(Stored data entries)
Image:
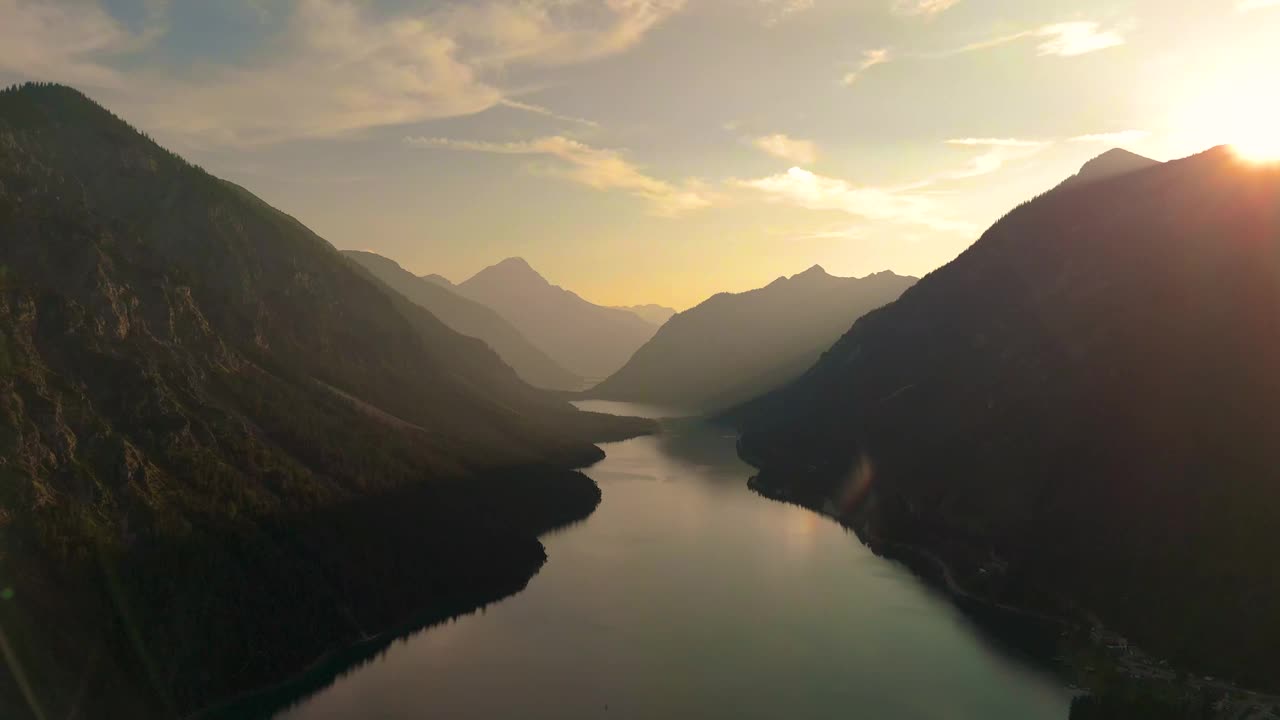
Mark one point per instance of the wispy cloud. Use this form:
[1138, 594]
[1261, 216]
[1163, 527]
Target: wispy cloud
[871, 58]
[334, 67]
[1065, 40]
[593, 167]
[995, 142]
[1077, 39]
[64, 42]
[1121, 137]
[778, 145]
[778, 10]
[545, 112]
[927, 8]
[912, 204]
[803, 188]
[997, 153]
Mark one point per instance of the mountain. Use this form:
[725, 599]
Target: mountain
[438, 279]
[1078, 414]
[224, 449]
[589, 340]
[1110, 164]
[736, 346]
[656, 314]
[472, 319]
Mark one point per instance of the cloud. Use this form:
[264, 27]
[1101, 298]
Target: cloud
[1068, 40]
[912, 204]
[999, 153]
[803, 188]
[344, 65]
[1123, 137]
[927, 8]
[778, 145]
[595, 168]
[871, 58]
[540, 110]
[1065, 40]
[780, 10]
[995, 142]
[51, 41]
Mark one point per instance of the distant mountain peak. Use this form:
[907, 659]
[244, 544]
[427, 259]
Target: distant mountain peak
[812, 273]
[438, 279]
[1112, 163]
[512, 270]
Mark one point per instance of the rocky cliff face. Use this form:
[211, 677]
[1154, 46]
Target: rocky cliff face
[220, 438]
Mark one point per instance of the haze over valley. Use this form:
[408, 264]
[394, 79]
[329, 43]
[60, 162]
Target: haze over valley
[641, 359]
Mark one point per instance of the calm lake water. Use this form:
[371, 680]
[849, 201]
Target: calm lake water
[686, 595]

[Exercise objective]: Retype all the records shown above, character for character. Omit every picture.

[Answer box]:
Image:
Mark one point per instance of the wispy cloud. Use this form:
[1138, 594]
[1261, 216]
[1163, 527]
Target: wispy cloud
[871, 58]
[334, 67]
[1065, 40]
[593, 167]
[995, 142]
[1077, 39]
[64, 42]
[1121, 137]
[778, 145]
[778, 10]
[545, 112]
[927, 8]
[912, 204]
[803, 188]
[997, 153]
Mark one point per instance of the mountain. Use this form:
[725, 599]
Target: mountain
[438, 279]
[1078, 414]
[224, 449]
[589, 340]
[1110, 164]
[736, 346]
[656, 314]
[472, 319]
Mark one point per instance of the cloud. Use this form:
[264, 27]
[1101, 298]
Target: cloud
[1068, 40]
[912, 204]
[999, 153]
[803, 188]
[344, 65]
[1123, 137]
[927, 8]
[778, 145]
[595, 168]
[871, 58]
[540, 110]
[1065, 40]
[780, 10]
[995, 142]
[51, 41]
Mark one point per instance of the distant mountain peak. Use this form:
[907, 659]
[244, 544]
[427, 259]
Target: distant mountain peak
[812, 273]
[438, 279]
[1112, 163]
[512, 270]
Mark one point per instance of the rocky cliff face. Use this form:
[211, 677]
[1154, 46]
Target: rocky cliff face
[220, 438]
Mark one point per instance of the haze over valley. Use this form:
[408, 264]
[394, 79]
[329, 43]
[60, 162]
Target: haze over valley
[641, 359]
Mark one point per instance of the calm lake water. Use this form:
[371, 680]
[849, 201]
Target: calm lake water
[686, 595]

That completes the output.